**PROBLEM DESCRIPTION:** Change every "per box" in the rows below to "for each box", and leave every other line as it is.

**DATASET CONTENT:**
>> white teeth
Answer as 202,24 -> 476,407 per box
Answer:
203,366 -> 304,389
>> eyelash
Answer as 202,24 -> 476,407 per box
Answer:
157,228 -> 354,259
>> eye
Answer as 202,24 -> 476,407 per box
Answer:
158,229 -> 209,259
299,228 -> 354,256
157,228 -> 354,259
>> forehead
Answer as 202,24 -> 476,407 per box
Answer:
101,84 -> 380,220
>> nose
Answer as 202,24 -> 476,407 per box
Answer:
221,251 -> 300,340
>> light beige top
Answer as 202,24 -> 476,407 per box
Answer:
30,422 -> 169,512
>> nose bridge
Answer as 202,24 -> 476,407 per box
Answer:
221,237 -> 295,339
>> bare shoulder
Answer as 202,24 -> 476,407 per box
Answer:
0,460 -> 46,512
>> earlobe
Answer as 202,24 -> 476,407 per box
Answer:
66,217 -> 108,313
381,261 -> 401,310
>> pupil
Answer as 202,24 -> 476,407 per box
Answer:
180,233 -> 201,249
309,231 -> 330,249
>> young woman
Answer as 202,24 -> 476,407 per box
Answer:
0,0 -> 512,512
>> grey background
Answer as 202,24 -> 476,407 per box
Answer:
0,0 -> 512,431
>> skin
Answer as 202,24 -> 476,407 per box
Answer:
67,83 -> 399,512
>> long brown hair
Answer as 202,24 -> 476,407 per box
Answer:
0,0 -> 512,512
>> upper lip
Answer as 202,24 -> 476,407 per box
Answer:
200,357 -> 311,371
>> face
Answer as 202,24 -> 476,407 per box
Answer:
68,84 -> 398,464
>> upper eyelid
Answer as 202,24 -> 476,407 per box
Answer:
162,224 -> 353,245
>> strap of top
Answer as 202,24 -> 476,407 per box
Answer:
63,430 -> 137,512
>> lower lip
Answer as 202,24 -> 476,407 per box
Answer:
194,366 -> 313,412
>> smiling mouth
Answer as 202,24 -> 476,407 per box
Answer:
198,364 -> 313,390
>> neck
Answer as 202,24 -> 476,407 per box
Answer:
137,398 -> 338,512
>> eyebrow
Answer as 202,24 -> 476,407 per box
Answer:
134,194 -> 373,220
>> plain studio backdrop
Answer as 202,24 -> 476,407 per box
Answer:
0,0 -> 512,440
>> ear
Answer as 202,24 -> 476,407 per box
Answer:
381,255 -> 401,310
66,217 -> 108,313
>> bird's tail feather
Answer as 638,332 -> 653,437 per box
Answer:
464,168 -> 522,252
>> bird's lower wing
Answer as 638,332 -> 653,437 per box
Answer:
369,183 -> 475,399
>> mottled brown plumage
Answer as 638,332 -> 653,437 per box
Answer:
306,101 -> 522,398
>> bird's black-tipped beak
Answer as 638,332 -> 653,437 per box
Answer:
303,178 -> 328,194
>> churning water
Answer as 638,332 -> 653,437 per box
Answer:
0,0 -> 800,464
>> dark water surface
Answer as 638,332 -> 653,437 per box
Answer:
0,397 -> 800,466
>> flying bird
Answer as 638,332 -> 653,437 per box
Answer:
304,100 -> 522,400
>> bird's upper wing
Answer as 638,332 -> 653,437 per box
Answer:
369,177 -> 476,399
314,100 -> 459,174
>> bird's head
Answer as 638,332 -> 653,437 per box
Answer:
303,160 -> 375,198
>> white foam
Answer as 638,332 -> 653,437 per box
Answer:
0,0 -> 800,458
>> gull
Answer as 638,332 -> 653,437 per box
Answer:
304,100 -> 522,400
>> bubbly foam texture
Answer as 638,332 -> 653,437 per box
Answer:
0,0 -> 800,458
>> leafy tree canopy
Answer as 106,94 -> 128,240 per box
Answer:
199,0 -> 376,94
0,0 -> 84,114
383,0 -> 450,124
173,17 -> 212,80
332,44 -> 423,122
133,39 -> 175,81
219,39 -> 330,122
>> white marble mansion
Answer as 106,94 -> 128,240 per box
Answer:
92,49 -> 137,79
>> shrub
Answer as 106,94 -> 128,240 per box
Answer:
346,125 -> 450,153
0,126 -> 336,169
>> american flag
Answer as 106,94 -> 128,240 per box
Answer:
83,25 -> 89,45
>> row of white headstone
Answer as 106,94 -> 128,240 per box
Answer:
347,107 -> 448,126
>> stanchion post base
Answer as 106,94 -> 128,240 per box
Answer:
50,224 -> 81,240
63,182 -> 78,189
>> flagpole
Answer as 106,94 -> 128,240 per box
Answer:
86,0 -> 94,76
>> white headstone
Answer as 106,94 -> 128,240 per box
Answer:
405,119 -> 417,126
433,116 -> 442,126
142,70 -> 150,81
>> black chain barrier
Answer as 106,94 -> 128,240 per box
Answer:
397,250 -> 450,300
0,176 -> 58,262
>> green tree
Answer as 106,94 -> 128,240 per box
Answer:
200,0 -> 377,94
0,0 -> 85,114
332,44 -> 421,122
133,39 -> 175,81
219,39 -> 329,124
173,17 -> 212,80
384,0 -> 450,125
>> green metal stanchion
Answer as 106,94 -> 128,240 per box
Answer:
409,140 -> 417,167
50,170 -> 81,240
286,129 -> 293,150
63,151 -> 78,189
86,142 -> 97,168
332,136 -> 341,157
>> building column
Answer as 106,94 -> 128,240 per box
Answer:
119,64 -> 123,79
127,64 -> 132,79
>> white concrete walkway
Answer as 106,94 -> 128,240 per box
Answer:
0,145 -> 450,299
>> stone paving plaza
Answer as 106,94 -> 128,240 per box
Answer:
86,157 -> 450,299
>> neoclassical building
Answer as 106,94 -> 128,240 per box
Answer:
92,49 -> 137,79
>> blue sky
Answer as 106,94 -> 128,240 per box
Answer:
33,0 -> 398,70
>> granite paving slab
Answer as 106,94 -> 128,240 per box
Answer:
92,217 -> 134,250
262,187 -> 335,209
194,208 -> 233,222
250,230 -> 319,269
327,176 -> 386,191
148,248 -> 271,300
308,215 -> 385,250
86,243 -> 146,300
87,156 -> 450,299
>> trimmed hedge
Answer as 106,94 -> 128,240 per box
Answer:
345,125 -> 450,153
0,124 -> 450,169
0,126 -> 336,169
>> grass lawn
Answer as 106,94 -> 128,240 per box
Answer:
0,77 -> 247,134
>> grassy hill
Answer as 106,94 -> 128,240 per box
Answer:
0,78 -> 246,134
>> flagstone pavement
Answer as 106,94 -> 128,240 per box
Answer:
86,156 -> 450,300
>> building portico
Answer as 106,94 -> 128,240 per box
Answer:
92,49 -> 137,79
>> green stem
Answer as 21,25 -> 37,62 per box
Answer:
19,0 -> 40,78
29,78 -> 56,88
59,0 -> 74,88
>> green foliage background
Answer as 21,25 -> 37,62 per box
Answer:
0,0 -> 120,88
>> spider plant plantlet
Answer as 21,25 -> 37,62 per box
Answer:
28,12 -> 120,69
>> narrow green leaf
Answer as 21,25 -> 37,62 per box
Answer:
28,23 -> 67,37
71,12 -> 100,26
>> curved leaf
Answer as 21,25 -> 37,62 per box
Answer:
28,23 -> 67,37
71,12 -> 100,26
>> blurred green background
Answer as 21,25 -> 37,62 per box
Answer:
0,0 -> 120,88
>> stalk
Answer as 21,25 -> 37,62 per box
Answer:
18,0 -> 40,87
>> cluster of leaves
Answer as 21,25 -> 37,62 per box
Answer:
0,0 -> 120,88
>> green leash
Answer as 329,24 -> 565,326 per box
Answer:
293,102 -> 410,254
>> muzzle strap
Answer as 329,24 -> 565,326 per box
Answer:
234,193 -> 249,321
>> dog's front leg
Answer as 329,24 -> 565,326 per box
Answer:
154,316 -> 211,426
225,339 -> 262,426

**RESPONSE BELOW:**
>> white teeth
Answer as 202,24 -> 476,407 for each box
Answer:
203,366 -> 304,389
>> eyelash
Answer as 202,24 -> 476,407 for each box
Answer:
157,228 -> 354,259
>> eye
Answer as 202,24 -> 476,407 for each box
Answer:
158,229 -> 209,259
299,228 -> 354,256
157,228 -> 354,259
>> forehead
Answer as 202,24 -> 476,407 for each box
Answer:
101,84 -> 380,220
>> nose
Answer as 202,24 -> 476,407 for each box
Answer:
221,251 -> 300,340
>> light beige top
Answer as 202,24 -> 476,407 for each box
Answer:
30,422 -> 169,512
>> nose bridge
Answer as 202,24 -> 476,407 for each box
Answer:
221,237 -> 295,339
>> bare shoulder
Answer as 202,24 -> 476,407 for each box
Answer:
0,460 -> 46,512
>> earlobe
Answer as 202,24 -> 476,407 for each box
Answer:
66,217 -> 108,313
381,261 -> 401,310
>> pupil
Answer as 202,24 -> 476,407 for each box
Answer:
180,233 -> 201,249
309,231 -> 330,249
>> young woman
Answer as 202,24 -> 476,407 for each box
Answer:
0,0 -> 512,512
>> grey background
Answer as 202,24 -> 476,407 for each box
Answer:
0,0 -> 512,431
>> skin
Answer as 202,24 -> 476,407 for each box
Answer:
67,83 -> 399,512
>> long brown hair
Answer as 202,24 -> 476,407 for each box
Answer:
0,0 -> 512,512
>> upper lip
Answer as 202,24 -> 476,407 for each box
Answer:
200,357 -> 311,371
>> face
Answer as 202,24 -> 476,407 for each box
Answer:
68,84 -> 398,464
>> upper eyelid
Answer as 202,24 -> 476,407 for each box
Answer:
162,224 -> 353,245
>> strap of top
Answer as 202,24 -> 476,407 for each box
Answer:
63,430 -> 137,512
>> lower lip
Answer as 202,24 -> 476,407 for each box
Answer:
194,366 -> 313,412
>> smiling mouth
Answer as 202,24 -> 476,407 for each box
Answer:
198,364 -> 313,390
>> neck
Answer as 202,24 -> 476,407 for each box
Answer:
137,398 -> 338,512
>> eyebrow
Answer as 202,24 -> 476,407 for each box
Answer:
134,194 -> 373,220
>> plain studio backdrop
Answer as 202,24 -> 476,407 for each box
Answer:
0,0 -> 512,440
>> ear
Answer as 202,24 -> 476,407 for each box
Answer:
381,255 -> 401,310
66,217 -> 108,313
>> bird's tail feather
Answer as 638,332 -> 653,437 for each box
Answer:
464,168 -> 522,252
>> bird's lower wing
Answer as 638,332 -> 653,437 for each box
Answer:
369,183 -> 475,399
>> mottled brown plumage
Answer as 638,332 -> 653,437 for each box
Answer:
306,101 -> 522,398
>> bird's black-tipped beak
Answer as 638,332 -> 653,437 for each box
Answer:
303,178 -> 328,194
>> churning water
Answer as 638,332 -> 653,437 for each box
Answer:
0,0 -> 800,464
>> dark water surface
Answer as 638,332 -> 653,437 for each box
Answer:
0,397 -> 800,466
>> flying bird
Answer as 638,332 -> 653,437 for each box
Answer:
304,100 -> 522,400
>> bird's upper wing
Answer as 638,332 -> 653,437 for each box
Answer:
369,177 -> 476,399
314,100 -> 459,174
>> bird's head
Answer as 638,332 -> 653,437 for each box
Answer:
303,160 -> 375,198
>> white foam
Answer as 638,332 -> 653,437 for each box
Answer:
0,0 -> 800,458
>> gull
Answer as 638,332 -> 653,437 for each box
Answer:
304,100 -> 522,400
>> bubbly foam texture
Answer as 638,332 -> 653,437 for each box
Answer:
0,0 -> 800,458
>> leafy tree canopy
Answer as 106,94 -> 128,240 for each box
Answer:
199,0 -> 376,94
0,0 -> 84,114
383,0 -> 450,124
173,17 -> 212,80
332,44 -> 423,122
133,39 -> 175,81
219,39 -> 330,122
>> white marble mansion
Answer as 106,94 -> 128,240 for each box
Answer:
92,49 -> 137,79
>> shrub
Answer as 106,94 -> 128,240 for each box
Answer:
346,125 -> 450,153
0,126 -> 336,169
>> american flag
Answer as 106,94 -> 128,240 for each box
Answer:
83,25 -> 89,45
>> row of white headstone
Answer as 106,94 -> 128,240 for each box
Answer:
347,107 -> 448,126
>> stanchion post base
Answer as 106,94 -> 128,240 for each box
Answer:
50,224 -> 81,240
63,182 -> 78,189
>> flagpole
Answer as 106,94 -> 128,240 for each box
Answer:
86,0 -> 94,76
>> white headstone
Answer as 106,94 -> 128,240 for each box
Answer:
405,119 -> 417,126
433,116 -> 442,126
142,70 -> 150,81
>> black chain barrier
Answer as 106,94 -> 128,240 for each box
Answer:
397,250 -> 450,300
0,176 -> 58,262
>> green tree
Answer as 106,94 -> 128,240 for each box
Answer:
200,0 -> 377,94
0,0 -> 85,114
332,44 -> 421,122
133,39 -> 175,81
219,39 -> 329,124
173,17 -> 212,80
384,0 -> 450,125
>> green metal stanchion
Answer as 106,94 -> 128,240 for each box
Answer:
409,140 -> 417,167
50,170 -> 81,240
286,129 -> 293,150
63,151 -> 78,189
86,142 -> 97,168
332,136 -> 341,157
>> building column
Answer as 106,94 -> 128,240 for each box
Answer:
119,64 -> 123,79
127,64 -> 132,79
>> white concrete walkway
Answer as 106,94 -> 128,240 for each box
Answer:
0,145 -> 450,299
>> stone paving plaza
Answer as 106,94 -> 128,240 for each box
Answer:
86,157 -> 450,299
>> neoclassical building
Answer as 106,94 -> 128,240 for each box
Answer:
92,49 -> 137,79
>> blue sky
Answer as 106,94 -> 128,240 for each box
Answer:
33,0 -> 398,70
>> granite paving slab
Answer as 106,94 -> 128,240 for each box
Answer:
92,217 -> 134,250
262,187 -> 335,209
194,208 -> 233,222
250,230 -> 319,269
327,176 -> 386,191
148,248 -> 271,300
308,215 -> 385,250
86,243 -> 146,300
87,156 -> 450,299
>> trimmed hedge
Answer as 106,94 -> 128,240 for each box
Answer:
345,125 -> 450,153
0,124 -> 450,169
0,126 -> 336,169
>> grass lawn
Answer as 106,94 -> 128,240 for each box
Answer:
0,77 -> 247,134
>> grassy hill
Answer as 106,94 -> 128,240 for each box
Answer:
0,78 -> 246,134
>> flagstone pavement
Answer as 106,94 -> 128,240 for each box
Answer:
86,156 -> 450,300
>> building portico
Answer as 106,94 -> 128,240 for each box
Answer:
92,49 -> 137,79
>> green stem
Answer as 21,25 -> 37,62 for each box
Answer:
19,0 -> 40,78
29,78 -> 56,88
59,0 -> 74,88
>> green foliage background
Answer as 21,25 -> 37,62 for each box
Answer:
0,0 -> 120,88
>> spider plant plantlet
Answer as 21,25 -> 37,62 for each box
Answer:
28,12 -> 120,69
>> narrow green leaf
Answer as 21,25 -> 37,62 for each box
Answer:
28,23 -> 67,37
71,12 -> 100,26
>> curved leaf
Answer as 21,25 -> 37,62 for each box
Answer:
28,23 -> 67,37
71,12 -> 100,26
>> blurred green background
Answer as 21,25 -> 37,62 for each box
Answer:
0,0 -> 120,88
>> stalk
Answer as 21,25 -> 37,62 for each box
Answer:
18,0 -> 40,87
>> cluster of leaves
Answer as 21,25 -> 37,62 for each box
Answer:
0,0 -> 120,88
>> green leash
Answer as 329,24 -> 565,326 for each box
Answer:
293,102 -> 410,254
>> muzzle strap
Answer as 329,24 -> 565,326 for each box
Answer:
234,193 -> 249,321
>> dog's front leg
Answer as 329,24 -> 565,326 for each box
Answer:
154,316 -> 211,426
225,339 -> 262,426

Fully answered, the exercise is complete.